## [Exercise]
The full data must be written out exactly, with every line included.

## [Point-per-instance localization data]
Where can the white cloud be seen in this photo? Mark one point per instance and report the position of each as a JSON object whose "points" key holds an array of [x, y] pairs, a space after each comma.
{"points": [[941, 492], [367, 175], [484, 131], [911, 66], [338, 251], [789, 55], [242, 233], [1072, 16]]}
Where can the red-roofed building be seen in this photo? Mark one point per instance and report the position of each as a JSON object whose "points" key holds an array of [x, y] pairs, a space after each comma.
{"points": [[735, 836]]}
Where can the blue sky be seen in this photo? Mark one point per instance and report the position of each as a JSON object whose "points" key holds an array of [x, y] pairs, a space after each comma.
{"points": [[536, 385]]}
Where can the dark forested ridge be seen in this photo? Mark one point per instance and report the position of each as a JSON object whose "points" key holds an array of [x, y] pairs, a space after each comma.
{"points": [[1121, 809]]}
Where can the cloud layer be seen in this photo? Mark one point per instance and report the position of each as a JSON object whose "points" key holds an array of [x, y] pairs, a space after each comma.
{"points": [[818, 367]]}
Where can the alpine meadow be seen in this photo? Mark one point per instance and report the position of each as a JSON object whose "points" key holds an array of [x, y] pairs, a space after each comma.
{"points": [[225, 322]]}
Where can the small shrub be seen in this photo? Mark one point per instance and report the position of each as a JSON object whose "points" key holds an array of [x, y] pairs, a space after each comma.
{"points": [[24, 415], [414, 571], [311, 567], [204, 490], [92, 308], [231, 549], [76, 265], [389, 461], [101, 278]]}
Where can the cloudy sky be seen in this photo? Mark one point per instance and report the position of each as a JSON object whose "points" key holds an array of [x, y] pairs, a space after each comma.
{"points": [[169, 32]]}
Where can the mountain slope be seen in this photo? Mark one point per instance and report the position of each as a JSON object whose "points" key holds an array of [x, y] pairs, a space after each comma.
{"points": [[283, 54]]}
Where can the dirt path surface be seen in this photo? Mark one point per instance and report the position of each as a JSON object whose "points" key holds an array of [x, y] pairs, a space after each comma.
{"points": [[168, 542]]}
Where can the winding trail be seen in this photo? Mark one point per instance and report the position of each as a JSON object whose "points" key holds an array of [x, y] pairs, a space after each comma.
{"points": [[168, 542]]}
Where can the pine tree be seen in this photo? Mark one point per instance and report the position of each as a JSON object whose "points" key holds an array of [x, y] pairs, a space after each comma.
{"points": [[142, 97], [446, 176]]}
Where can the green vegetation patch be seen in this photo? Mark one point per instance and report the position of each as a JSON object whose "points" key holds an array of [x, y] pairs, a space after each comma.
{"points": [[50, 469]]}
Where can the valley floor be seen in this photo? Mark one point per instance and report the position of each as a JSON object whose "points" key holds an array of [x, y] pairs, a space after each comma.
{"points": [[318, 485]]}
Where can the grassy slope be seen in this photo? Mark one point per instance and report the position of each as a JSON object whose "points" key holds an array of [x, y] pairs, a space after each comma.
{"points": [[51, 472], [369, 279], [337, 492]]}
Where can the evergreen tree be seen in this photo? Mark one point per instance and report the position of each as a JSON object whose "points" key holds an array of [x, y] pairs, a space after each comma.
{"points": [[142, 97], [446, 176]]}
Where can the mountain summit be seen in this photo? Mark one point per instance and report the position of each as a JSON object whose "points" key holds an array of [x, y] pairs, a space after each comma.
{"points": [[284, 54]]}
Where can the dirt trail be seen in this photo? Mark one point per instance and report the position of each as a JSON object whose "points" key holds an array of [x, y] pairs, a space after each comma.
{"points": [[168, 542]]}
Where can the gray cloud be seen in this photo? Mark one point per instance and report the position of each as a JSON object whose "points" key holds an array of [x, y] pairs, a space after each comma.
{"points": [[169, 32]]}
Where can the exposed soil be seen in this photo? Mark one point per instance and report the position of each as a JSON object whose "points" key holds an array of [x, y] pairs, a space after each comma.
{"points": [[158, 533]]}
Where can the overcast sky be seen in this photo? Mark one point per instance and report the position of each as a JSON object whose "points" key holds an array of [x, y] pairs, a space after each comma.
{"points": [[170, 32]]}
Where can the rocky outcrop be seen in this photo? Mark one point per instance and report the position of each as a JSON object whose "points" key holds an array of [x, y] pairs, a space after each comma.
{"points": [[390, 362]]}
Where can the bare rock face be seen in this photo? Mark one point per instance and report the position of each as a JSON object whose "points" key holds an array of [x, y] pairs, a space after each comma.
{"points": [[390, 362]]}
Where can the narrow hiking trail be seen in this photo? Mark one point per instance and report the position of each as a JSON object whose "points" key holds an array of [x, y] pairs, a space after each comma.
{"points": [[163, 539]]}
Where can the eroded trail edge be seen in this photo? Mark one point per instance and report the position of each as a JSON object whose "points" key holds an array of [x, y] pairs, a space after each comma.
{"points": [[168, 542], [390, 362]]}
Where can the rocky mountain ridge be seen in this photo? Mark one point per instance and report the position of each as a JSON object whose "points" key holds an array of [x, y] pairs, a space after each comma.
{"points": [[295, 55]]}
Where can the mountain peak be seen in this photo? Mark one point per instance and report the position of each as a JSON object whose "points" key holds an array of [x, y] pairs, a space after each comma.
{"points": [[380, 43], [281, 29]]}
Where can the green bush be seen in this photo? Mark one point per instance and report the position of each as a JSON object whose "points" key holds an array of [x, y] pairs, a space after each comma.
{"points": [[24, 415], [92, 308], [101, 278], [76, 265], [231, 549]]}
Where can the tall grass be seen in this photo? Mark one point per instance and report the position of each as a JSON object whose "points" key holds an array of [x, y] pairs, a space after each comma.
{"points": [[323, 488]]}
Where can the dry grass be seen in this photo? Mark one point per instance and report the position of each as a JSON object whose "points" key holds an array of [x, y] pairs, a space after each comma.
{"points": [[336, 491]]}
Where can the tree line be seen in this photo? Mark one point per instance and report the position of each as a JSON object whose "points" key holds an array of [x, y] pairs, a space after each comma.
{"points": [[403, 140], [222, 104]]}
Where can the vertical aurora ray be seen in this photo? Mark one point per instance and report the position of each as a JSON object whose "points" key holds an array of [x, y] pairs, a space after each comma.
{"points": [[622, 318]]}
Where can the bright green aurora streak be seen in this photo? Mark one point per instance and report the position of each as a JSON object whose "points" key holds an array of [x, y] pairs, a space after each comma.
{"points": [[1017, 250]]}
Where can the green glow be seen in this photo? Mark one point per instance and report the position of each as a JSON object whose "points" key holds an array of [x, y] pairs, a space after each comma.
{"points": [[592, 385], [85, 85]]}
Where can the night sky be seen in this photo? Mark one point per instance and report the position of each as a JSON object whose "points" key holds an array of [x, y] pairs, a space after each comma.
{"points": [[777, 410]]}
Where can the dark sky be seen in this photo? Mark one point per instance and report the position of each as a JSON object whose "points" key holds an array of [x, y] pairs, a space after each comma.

## [Response to the task]
Where can the white cloud be seen in this photo? Mark one point per instance and report the position of each as a JSON object whose "points" key holds an array of [x, y] pairs, a space after each comma.
{"points": [[941, 492], [367, 175], [484, 131], [911, 66], [338, 251], [789, 55], [242, 233], [1072, 16]]}
Where can the red-roofed building be seen in this photo? Mark one point per instance and report the position of each as a JSON object whose "points" key holds an array of [x, y] pairs, a space after each comma.
{"points": [[735, 836]]}
Where can the blue sky be seen in this photo? Mark one point per instance and report the position of each as a JSON object whose "points" key holds an array of [x, y] pairs, a space after each comma.
{"points": [[536, 385]]}
Where can the dark forested ridge be seen in this photo? Mark one point per instance and report the position of each as a JSON object whose "points" key holds an array of [x, y] pairs, a space after each comma.
{"points": [[1121, 809]]}
Where can the cloud layer be seen in this photo? Mark one point per instance and report the position of each as a JSON object whose "points" key holds an array of [x, y] pairs, a space after each comma.
{"points": [[818, 367]]}
Where can the alpine meadow be seen in this photo? Mark one point per instance and report the position of each as a JSON object whose "points" key holds an array of [x, y] pairs, a space after each comma.
{"points": [[225, 322]]}
Where can the small shrub be seen in this photo? Mark one point per instance and report the position of each as a JSON object whose "points" key holds an array of [x, y] pairs, a space after each comma.
{"points": [[24, 415], [414, 571], [311, 567], [204, 490], [92, 308], [231, 549], [76, 265], [389, 461], [101, 278]]}
Where can the cloudy sky be seen in this photo? Mark one point per instance and report the position of each as a JSON object whose "points" key holds an array of [x, y] pairs, a space after each comma.
{"points": [[169, 32]]}
Where can the mountain slope be seen in this photo? Mark one point per instance and report the position of each as a JSON object whose "points" key holds an array of [x, y] pairs, a space after each comma.
{"points": [[283, 54]]}
Where can the dirt path surface be seen in this photo? Mark one point per instance and report the position of each as a JSON object whose "points" key holds an array of [x, y] pairs, a space after each comma.
{"points": [[168, 542]]}
Where can the winding trail be seen in this photo? Mark one point per instance and report the position of each as a JSON object whose "points" key holds an array of [x, y] pairs, a space after each comma.
{"points": [[168, 542]]}
Where can the pine tree be seen in this photo? Mark one point per instance and report the position of each as a JSON object whose "points" key holds an array of [x, y] pairs, a space after each comma.
{"points": [[142, 97], [446, 176]]}
Where can the green vegetation patch be seen in this photo? Mark one point per instance and report the position of each as a JSON object whose "points" key holds an array of [x, y] pairs, a space after each comma.
{"points": [[50, 469]]}
Where can the valley floor be seen in this photo? Mark one point per instance and report the position of each as a JSON object whose "points" key holds an array of [x, y] pairs, a space after each comma.
{"points": [[318, 485]]}
Where can the grassy slope be seen in this photo? Mark one point per instance and report the position of each as a JSON object whose "points" key holds an array of [x, y] pairs, a space after each comma.
{"points": [[51, 472], [369, 279], [337, 492]]}
Where can the evergreen tree be seen in this photo? Mark one point per instance and report the position of each as a JSON object whose "points" key holds an array of [x, y] pairs, a space after each comma.
{"points": [[142, 97], [446, 176]]}
Where can the mountain summit be seen in this photo? Mark one point per instance and report the position of each as a JSON object whose "points" key holds an array of [x, y] pairs, a space after each comma.
{"points": [[284, 54]]}
Where can the dirt trail be seen in this photo? Mark one point per instance and report the position of each as a JSON object whose "points" key holds an array of [x, y] pairs, a space after each comma.
{"points": [[168, 542]]}
Where can the gray cloud be seen in this photo? Mark one point per instance and report the position of each as a JSON object whose "points" key holds an array of [x, y] pairs, a space after each comma.
{"points": [[169, 32]]}
Where can the exposed soil be seen in this photo? Mark one point per instance and report the position of each as a JSON object whose "points" key holds an array of [x, y] pairs, a space after each comma.
{"points": [[158, 533]]}
Where can the overcast sky be seen in this photo? Mark one point per instance and report the position of each as a JSON object whose "points" key holds an array of [x, y] pairs, a space after each comma.
{"points": [[170, 32]]}
Where can the rocky outcrop be seen in this photo? Mark one point per instance and report the position of each as a JSON object whose "points" key holds an array of [x, y] pairs, a space after each comma.
{"points": [[390, 362]]}
Where can the bare rock face be seen in this photo? Mark one point per instance and report the position of each as a JSON object whose "points" key holds an array of [x, y] pairs, a space after each comma.
{"points": [[390, 362]]}
Where can the narrow hiking trail be seen in this photo? Mark one point per instance and report the position of each as a JSON object whose "points" key holds an array of [x, y] pairs, a space after each comma.
{"points": [[163, 539]]}
Where can the eroded trail edge be seen in this photo? Mark one point per instance and report the position of each as a JSON object whose "points" key holds an array of [x, y] pairs, a space after each comma.
{"points": [[168, 542], [390, 362]]}
Where can the rocky mountain ridge be seen in this photo? Mark one point per instance and report the position of each as a JSON object whose "points" key holds an array of [x, y] pairs, a space after each comma.
{"points": [[295, 55]]}
Where can the mountain peak be seen in this photo? Mark one point per instance and report the position of each as a JSON object whose "points" key holds an array of [x, y] pairs, a space after each comma.
{"points": [[380, 43], [281, 29]]}
Where can the green bush be seen in this photo? Mark one point per instance and report the position of each as a JSON object whose "points" key holds an array of [x, y] pairs, a space after each comma.
{"points": [[24, 415], [92, 308], [101, 278], [76, 265], [231, 549]]}
Where can the tall grass be seen in this photo? Mark one point per instance and report the position of each as a JSON object whose "points" key holds an array of [x, y] pairs, a space after each comma.
{"points": [[323, 488]]}
Where can the dry grass be seen in this photo? Mark one point per instance and report the position of each as a JSON object whose "points" key holds an array of [x, y] pairs, a space after each comma.
{"points": [[336, 491]]}
Where can the tree line be seen in this photo? Mark one point per instance and report the position of each as a JSON object whose "points" key holds an array of [x, y] pairs, a space after each comma.
{"points": [[403, 140], [222, 104]]}
Where can the vertical aurora ray be seen in this photo? Mark one point per instance and report the position of each as a JSON object whose "points" key holds an array of [x, y] pairs, a space after each comma.
{"points": [[622, 318]]}
Where can the bright green aurora streak be seen in this photo? Mark one point per instance and report the position of each as a JSON object whose "points" key holds an array of [x, y] pairs, a space after each comma.
{"points": [[1017, 250]]}
Where can the green glow be seen in this photo? Mark one point per instance and report the position of each as a JSON object whose "points" key holds an array of [x, y] pairs, a space after each comma.
{"points": [[592, 385], [85, 85]]}
Where can the night sky be seen in this photo? Mark one point per instance and report the position of each as a JSON object whose "points" key holds an array of [x, y] pairs, a space after each comma.
{"points": [[777, 410]]}
Where can the dark sky be seen in this photo? Mark one point per instance and report the position of each as a JSON object whose "points" key holds an array of [x, y] pairs, a space after each comma.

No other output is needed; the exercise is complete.